PROVIDED TEXT:

Catholic activist and Servant of God Dorothy Day (November 8, 1897 – November 29, 1980) was born in the same decade as others who labored to direct the world's gaze on the working poor and homeless. But while George Orwell wrote journals on what he witnessed among the down-and-out, and John Steinbeck created unforgettable characters with his epics, Day pursued human rights in journalism and unrelenting, non-violent activism.

Day’s life (pending posthumous canonization) was one of tolerance, conviction, and tireless work. Her profound and boundless empathy for others was developed at an extremely young age. She held an expansive feeling that all humans were genuinely equal; therefore, human rights and even ways of life should reflect that. She came to desire, as she memorably described, a "union" with her fellow men. 

Dorothy Day, 1916.

Given Day's long history as a Catholic and as the founder of the Catholic Worker's Movement, one might assume that religion was the source of her early humanity, but it was not yet part of her life. Day's parents were Protestant, but she grew up without strong faith. However, their parenting instilled "a sense of right and wrong" and the presence of something omniscient, which she called "God."

DATA ROWS:

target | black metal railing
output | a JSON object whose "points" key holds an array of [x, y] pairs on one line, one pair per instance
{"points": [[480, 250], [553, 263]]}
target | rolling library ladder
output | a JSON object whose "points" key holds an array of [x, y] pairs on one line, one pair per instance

EXERCISE:
In the passage on Dorothy Day, change "empathy" to "compassion" in the portion from "Day’s life (pending" up to and including "Dorothy Day, 1916.", and write out that portion. The items have nothing to do with the passage on Dorothy Day.

FULL RESPONSE:
Day’s life (pending posthumous canonization) was one of tolerance, conviction, and tireless work. Her profound and boundless compassion for others was developed at an extremely young age. She held an expansive feeling that all humans were genuinely equal; therefore, human rights and even ways of life should reflect that. She came to desire, as she memorably described, a "union" with her fellow men. 

Dorothy Day, 1916.